■ TAREFAS A REALIZAR:
1. Segundo o texto sobre o disco de Regina Souza, em que cidade ela estudaria filosofia?
2. Liste todas as pessoas citadas pelo nome no texto sobre o disco de Regina Souza, exceto a própria Regina.
3. Reproduza palavra por palavra a passagem do texto sobre o disco de Regina Souza que começa em "Com a inauguração" e termina em "podia perder tempo.".

------ TRECHO SELECIONADO ------

Com as letras em mãos, Regina apresentou seu trabalho autoral para a preparadora vocal Babaya, que a incentivou a seguir em frente. Inicialmente, ela não pensava em disco. Porém, o álbum ganhou vida quando participou do projeto Roda de Samba da Babaya e conviveu com o diretor musical Du Macedo.
ENSAIOS “O Du chamou o Claudinho, que chamou o Fred. Os meninos vieram, começamos a ensaiar até perceber que tínhamos uma história bacana. As músicas estavam no ponto para serem apresentadas em um show”, relembra Regina.
Com a inauguração da Casa Outono, criada por amigos no Bairro Carmo, ela e sua banda fizeram três apresentações, mesclando o repertório de álbuns anteriores de Regina às novas músicas. Do palco para o estúdio, foi tudo muito rápido. Com passagem de avião já marcada para a cidade do Porto, em Portugal, onde Regina estudaria filosofia, a turma não podia perder tempo.
“Apesar de falar de coisas boas e difíceis da vida, não sinto peso nesse disco. Sempre vejo o lado bom das coisas. Fico atenta às minhas inspirações, tenho muitos amigos e, principalmente, me agarro na espiritualidade. Cada vez mais tranquila, menos ansiosa”, conta ela.
Regina Souza diz já ter material para um novo trabalho autoral. Porém, antes de voltar ao estúdio, sabe que precisa esperar, torcendo para que Chegaí seja bem aceito. A COVID-19 não vai atrapalhar a agenda. “Primeiro quero sentir a resposta do público, que as pessoas conheçam o trabalho. Não vou passar o carro na frente dos bois. Acho que a pandemia vai nos deixando mais reflexivos. Com tanta coisa acontecendo, ficou tudo muito pequeno”, pondera a cantora.

------ REGISTROS EXTRAÍDOS ------

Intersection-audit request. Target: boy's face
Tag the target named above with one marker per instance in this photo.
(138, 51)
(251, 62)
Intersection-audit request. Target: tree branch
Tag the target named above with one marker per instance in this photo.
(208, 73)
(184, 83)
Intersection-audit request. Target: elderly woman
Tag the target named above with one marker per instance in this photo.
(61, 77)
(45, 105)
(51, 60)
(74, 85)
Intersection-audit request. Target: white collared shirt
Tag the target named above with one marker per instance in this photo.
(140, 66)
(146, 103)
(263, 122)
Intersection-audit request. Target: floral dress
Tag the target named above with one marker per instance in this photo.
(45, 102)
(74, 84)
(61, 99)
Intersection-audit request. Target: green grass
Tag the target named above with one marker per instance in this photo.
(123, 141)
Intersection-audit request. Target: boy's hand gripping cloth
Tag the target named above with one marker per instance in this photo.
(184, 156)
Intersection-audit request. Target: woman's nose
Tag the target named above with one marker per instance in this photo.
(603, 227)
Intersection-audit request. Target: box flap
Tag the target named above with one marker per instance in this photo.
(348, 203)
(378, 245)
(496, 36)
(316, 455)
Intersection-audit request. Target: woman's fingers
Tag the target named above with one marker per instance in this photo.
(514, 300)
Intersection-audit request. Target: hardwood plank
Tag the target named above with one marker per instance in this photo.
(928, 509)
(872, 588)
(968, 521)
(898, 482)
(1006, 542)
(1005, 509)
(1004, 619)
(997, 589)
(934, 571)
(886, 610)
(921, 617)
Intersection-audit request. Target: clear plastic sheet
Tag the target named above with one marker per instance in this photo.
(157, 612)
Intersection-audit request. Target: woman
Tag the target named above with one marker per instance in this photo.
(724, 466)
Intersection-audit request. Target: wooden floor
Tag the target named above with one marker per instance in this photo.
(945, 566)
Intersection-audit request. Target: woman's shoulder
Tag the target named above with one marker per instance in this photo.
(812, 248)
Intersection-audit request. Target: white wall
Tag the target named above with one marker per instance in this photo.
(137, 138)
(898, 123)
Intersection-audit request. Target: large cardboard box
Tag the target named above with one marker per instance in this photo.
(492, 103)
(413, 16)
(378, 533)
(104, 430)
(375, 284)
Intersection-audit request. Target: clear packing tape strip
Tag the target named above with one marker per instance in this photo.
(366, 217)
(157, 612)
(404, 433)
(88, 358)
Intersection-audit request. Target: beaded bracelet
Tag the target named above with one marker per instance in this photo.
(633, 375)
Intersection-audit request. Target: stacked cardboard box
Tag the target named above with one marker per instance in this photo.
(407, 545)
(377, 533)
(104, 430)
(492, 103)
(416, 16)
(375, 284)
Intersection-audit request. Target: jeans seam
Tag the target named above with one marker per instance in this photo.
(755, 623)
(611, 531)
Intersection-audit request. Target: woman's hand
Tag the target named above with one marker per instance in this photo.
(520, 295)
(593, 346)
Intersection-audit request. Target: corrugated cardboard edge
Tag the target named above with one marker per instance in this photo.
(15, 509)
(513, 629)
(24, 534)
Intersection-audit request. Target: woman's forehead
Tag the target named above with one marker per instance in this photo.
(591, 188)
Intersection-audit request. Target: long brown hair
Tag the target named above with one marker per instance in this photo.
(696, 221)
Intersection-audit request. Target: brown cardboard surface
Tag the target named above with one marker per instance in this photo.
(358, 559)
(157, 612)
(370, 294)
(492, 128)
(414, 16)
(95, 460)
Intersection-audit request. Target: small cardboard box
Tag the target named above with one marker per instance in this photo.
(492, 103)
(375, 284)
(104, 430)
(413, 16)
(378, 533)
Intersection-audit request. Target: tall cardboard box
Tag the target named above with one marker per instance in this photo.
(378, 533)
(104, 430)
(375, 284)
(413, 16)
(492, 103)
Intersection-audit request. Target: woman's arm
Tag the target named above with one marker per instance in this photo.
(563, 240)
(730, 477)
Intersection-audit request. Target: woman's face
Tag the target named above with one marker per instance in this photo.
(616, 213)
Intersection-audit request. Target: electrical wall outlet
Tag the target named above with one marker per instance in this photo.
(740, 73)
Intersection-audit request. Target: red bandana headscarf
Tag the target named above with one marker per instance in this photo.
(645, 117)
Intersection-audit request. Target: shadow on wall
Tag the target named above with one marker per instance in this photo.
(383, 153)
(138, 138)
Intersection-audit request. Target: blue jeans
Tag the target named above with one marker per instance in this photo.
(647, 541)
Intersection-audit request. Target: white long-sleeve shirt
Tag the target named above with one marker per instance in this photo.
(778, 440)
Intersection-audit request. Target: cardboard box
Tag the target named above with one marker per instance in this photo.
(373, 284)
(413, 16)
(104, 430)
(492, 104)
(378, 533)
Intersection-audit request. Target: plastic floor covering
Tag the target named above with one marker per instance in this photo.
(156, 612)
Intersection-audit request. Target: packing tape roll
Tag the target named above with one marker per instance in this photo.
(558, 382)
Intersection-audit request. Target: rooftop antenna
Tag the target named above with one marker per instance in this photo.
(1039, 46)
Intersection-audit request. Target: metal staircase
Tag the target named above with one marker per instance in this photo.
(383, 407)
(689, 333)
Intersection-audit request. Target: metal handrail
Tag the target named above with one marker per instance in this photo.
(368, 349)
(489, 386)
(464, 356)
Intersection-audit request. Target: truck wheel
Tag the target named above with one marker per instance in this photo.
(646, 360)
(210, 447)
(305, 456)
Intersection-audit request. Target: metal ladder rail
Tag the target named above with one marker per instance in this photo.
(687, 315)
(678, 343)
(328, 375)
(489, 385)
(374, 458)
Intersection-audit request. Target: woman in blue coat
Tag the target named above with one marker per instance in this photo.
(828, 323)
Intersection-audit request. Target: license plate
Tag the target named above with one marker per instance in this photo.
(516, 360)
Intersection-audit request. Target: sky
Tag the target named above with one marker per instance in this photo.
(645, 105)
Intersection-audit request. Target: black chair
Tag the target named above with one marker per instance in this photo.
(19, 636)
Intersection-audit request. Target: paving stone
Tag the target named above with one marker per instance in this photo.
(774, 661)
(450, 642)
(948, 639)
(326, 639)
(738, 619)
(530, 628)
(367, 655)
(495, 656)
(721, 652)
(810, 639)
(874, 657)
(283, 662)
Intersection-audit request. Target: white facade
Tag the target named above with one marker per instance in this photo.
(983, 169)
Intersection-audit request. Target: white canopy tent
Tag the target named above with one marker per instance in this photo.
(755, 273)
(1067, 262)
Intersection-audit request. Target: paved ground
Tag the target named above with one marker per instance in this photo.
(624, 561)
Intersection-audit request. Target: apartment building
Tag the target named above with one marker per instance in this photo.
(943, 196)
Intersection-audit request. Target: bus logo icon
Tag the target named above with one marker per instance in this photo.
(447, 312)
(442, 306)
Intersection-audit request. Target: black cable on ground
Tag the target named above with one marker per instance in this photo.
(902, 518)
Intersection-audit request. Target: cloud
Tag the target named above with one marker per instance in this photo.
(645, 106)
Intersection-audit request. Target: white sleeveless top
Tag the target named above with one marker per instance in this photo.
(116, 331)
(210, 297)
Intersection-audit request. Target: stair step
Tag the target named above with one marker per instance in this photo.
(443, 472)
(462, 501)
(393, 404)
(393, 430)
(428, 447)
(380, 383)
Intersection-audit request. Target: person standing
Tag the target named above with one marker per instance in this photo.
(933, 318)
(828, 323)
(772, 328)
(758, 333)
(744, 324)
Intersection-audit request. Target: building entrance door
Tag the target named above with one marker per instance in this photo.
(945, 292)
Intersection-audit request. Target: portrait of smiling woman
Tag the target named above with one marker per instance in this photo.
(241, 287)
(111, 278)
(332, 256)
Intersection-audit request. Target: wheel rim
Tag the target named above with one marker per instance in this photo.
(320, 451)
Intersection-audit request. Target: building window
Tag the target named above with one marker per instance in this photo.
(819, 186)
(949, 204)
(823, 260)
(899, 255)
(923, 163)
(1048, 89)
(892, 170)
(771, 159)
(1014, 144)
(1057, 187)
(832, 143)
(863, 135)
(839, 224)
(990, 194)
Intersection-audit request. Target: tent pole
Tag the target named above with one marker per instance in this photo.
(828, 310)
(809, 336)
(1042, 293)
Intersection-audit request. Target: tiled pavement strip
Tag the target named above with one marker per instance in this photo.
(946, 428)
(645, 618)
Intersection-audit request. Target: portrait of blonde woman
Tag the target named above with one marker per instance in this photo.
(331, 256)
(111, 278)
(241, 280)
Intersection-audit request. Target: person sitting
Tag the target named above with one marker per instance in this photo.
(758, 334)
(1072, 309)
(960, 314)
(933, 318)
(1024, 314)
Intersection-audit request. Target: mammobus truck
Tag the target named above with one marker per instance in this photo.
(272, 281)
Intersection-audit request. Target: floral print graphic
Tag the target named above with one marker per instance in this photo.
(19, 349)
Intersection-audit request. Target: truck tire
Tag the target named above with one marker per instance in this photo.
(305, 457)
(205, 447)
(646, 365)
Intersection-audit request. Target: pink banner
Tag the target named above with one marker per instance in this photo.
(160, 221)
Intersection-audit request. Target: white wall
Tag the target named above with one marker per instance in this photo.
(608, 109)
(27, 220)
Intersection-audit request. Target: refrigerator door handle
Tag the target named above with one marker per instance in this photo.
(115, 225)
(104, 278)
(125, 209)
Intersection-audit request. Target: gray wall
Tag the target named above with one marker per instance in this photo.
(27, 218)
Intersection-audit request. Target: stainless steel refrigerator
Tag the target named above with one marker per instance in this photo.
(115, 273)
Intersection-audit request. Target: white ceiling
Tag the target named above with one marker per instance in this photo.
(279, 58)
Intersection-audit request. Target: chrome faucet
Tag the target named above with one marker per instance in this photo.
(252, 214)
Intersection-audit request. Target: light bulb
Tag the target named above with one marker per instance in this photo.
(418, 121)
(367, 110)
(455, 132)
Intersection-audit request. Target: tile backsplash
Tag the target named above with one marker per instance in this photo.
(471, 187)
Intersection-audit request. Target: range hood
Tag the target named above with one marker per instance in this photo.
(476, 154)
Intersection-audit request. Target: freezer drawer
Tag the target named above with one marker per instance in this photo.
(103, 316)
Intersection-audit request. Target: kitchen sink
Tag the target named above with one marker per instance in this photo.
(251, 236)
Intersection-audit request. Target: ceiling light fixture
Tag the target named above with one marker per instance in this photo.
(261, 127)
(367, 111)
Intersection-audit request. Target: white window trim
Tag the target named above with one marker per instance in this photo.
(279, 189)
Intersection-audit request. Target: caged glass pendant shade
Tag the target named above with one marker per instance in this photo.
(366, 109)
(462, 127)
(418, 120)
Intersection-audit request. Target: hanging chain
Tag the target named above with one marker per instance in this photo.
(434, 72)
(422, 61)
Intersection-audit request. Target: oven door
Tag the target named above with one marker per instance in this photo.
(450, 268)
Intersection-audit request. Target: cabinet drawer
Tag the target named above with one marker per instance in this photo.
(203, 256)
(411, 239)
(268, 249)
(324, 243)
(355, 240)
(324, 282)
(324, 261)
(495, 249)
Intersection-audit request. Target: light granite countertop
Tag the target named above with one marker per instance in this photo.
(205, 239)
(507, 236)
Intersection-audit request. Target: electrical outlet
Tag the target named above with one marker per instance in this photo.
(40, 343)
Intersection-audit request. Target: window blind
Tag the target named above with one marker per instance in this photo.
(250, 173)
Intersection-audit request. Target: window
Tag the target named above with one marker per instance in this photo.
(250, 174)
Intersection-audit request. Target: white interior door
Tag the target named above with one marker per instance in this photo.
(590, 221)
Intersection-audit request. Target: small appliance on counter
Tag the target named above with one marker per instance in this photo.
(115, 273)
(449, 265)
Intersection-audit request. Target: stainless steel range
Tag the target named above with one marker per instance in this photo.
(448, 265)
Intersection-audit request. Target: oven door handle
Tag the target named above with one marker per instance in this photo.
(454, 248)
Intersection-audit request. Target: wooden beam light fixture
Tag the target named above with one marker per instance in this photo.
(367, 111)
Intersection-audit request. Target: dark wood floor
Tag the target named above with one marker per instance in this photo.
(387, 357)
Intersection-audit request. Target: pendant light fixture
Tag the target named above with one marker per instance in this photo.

------

■ CONJUNTO DE RESPOSTAS:
1. Na cidade do Porto, em Portugal.

2. Babaya, Du Macedo, Claudinho e Fred.

3.
Com a inauguração da Casa Outono, criada por amigos no Bairro Carmo, ela e sua banda fizeram três apresentações, mesclando o repertório de álbuns anteriores de Regina às novas músicas. Do palco para o estúdio, foi tudo muito rápido. Com passagem de avião já marcada para a cidade do Porto, em Portugal, onde Regina estudaria filosofia, a turma não podia perder tempo.